Format the data below as a Markdown table with two columns, Index and Content. Put the line's sequential number under Index and the line itself under Content, skipping any blank lines.
-- start --
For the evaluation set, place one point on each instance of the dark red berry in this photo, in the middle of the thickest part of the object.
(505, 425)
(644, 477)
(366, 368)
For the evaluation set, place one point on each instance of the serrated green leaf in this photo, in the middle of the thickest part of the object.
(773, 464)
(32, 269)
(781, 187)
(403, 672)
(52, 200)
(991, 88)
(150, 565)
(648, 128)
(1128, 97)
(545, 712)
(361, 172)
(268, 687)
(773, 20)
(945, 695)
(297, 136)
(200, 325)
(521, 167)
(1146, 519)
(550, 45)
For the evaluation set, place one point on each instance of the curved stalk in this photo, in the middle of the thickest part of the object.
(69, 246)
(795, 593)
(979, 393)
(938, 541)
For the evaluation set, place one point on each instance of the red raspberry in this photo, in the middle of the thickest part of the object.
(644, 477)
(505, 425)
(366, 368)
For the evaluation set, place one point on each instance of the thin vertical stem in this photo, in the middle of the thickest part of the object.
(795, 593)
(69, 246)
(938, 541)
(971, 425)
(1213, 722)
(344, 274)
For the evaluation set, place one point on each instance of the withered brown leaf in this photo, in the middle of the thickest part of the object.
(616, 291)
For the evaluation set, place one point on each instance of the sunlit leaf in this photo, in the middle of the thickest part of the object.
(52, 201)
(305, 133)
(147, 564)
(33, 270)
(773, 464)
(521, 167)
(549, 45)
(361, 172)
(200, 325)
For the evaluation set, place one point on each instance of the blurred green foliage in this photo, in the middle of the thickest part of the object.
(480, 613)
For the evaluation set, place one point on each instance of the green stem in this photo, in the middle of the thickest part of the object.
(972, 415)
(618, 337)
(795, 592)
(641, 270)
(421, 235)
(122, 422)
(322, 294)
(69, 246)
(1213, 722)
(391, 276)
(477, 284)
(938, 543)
-- end --
• RESULT BELOW:
| Index | Content |
|---|---|
| 1 | For the evaluation set, place one point on each instance of the dark red berry in this photo, in the middle of the thickest part of the object. |
| 2 | (505, 425) |
| 3 | (644, 477) |
| 4 | (366, 368) |
| 5 | For the evaluation set, place one point on each instance of the serrated green leaf in this photo, in the middle of the thickest part of the object. |
| 6 | (773, 464) |
| 7 | (32, 269) |
| 8 | (781, 187) |
| 9 | (403, 672) |
| 10 | (52, 200) |
| 11 | (991, 88) |
| 12 | (150, 565) |
| 13 | (648, 128) |
| 14 | (1128, 97) |
| 15 | (545, 712) |
| 16 | (361, 172) |
| 17 | (268, 687) |
| 18 | (773, 20) |
| 19 | (945, 695) |
| 20 | (297, 136) |
| 21 | (200, 325) |
| 22 | (521, 167) |
| 23 | (1146, 519) |
| 24 | (550, 45) |
| 25 | For the evaluation set, place one point on each instance of the curved stalk in this photo, in the middle of the thickest part of the object. |
| 26 | (69, 246) |
| 27 | (795, 593) |
| 28 | (979, 393) |
| 29 | (938, 541) |
| 30 | For the evaluation set, place one point on each instance of the red raspberry in this photo, in the middle of the thickest part of the object. |
| 31 | (644, 477) |
| 32 | (505, 425) |
| 33 | (366, 368) |
| 34 | For the evaluation set, place one point on each instance of the thin vertical stem in this photo, in the middle of the thickest part of the object. |
| 35 | (795, 593) |
| 36 | (69, 246) |
| 37 | (938, 541) |
| 38 | (971, 425) |
| 39 | (1213, 722) |
| 40 | (344, 274) |
| 41 | For the evaluation set, place one point on each instance of the withered brown leaf in this photo, in the middle of the thickest part of the object. |
| 42 | (616, 291) |
| 43 | For the evaluation set, place one point on each instance of the sunlit leaf in this photo, in the middle of the thickest part of the object. |
| 44 | (52, 201) |
| 45 | (305, 133) |
| 46 | (147, 564) |
| 47 | (33, 270) |
| 48 | (773, 464) |
| 49 | (521, 167) |
| 50 | (549, 45) |
| 51 | (361, 172) |
| 52 | (200, 325) |
| 53 | For the evaluation set, place one point on each instance of the blurred green foliage in this photo, in the middle of the thickest part of the object. |
| 54 | (480, 613) |
| 55 | For the evaluation set, place one point on each instance of the green stem in this photo, in the middle of the thickest part of the object. |
| 56 | (972, 415) |
| 57 | (618, 337) |
| 58 | (795, 592) |
| 59 | (641, 270) |
| 60 | (421, 235) |
| 61 | (122, 422) |
| 62 | (322, 294) |
| 63 | (69, 246) |
| 64 | (1213, 722) |
| 65 | (391, 276) |
| 66 | (477, 284) |
| 67 | (938, 543) |